---------- SOURCE MATERIAL

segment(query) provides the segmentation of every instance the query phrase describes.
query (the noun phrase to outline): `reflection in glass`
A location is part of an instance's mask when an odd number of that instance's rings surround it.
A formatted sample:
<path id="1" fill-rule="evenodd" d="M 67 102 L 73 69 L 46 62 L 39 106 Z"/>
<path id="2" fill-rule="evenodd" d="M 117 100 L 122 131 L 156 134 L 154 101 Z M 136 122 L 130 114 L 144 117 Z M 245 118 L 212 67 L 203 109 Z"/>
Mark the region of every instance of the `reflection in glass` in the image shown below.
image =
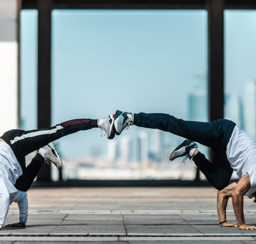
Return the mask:
<path id="1" fill-rule="evenodd" d="M 205 10 L 53 10 L 52 124 L 116 109 L 206 121 L 206 37 Z M 169 162 L 183 138 L 135 126 L 112 141 L 100 133 L 58 141 L 64 177 L 195 177 L 193 162 Z"/>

--------------------

TO DO:
Rewrite every line of the entries above as a Markdown table with the columns Row and Text, giving each line its row number and skipping blank lines. Leave the pictures out of the table.

EXERCISE SOLUTION:
| Row | Text |
|---|---|
| 1 | segment(query) provides the segmentation of every instance the query phrase describes. |
| 2 | query (the noun phrase to outline): `reflection in glass` |
| 3 | A location is part of an instance's mask when an odd number of that instance's rings surround it. |
| 4 | A formatted sample: |
| 5 | <path id="1" fill-rule="evenodd" d="M 67 102 L 73 69 L 46 62 L 39 106 Z"/> |
| 6 | <path id="2" fill-rule="evenodd" d="M 117 100 L 122 131 L 156 134 L 154 101 Z M 136 122 L 130 114 L 144 117 Z M 245 118 L 212 67 L 203 109 Z"/> |
| 7 | Mark the region of every instance of the `reflection in glass` in the image shown below. |
| 8 | image = |
| 9 | Return the mask: |
| 10 | <path id="1" fill-rule="evenodd" d="M 205 10 L 53 10 L 52 124 L 116 109 L 206 121 L 206 37 Z M 169 162 L 183 138 L 135 126 L 112 141 L 100 133 L 58 141 L 64 177 L 195 177 L 193 162 Z"/> |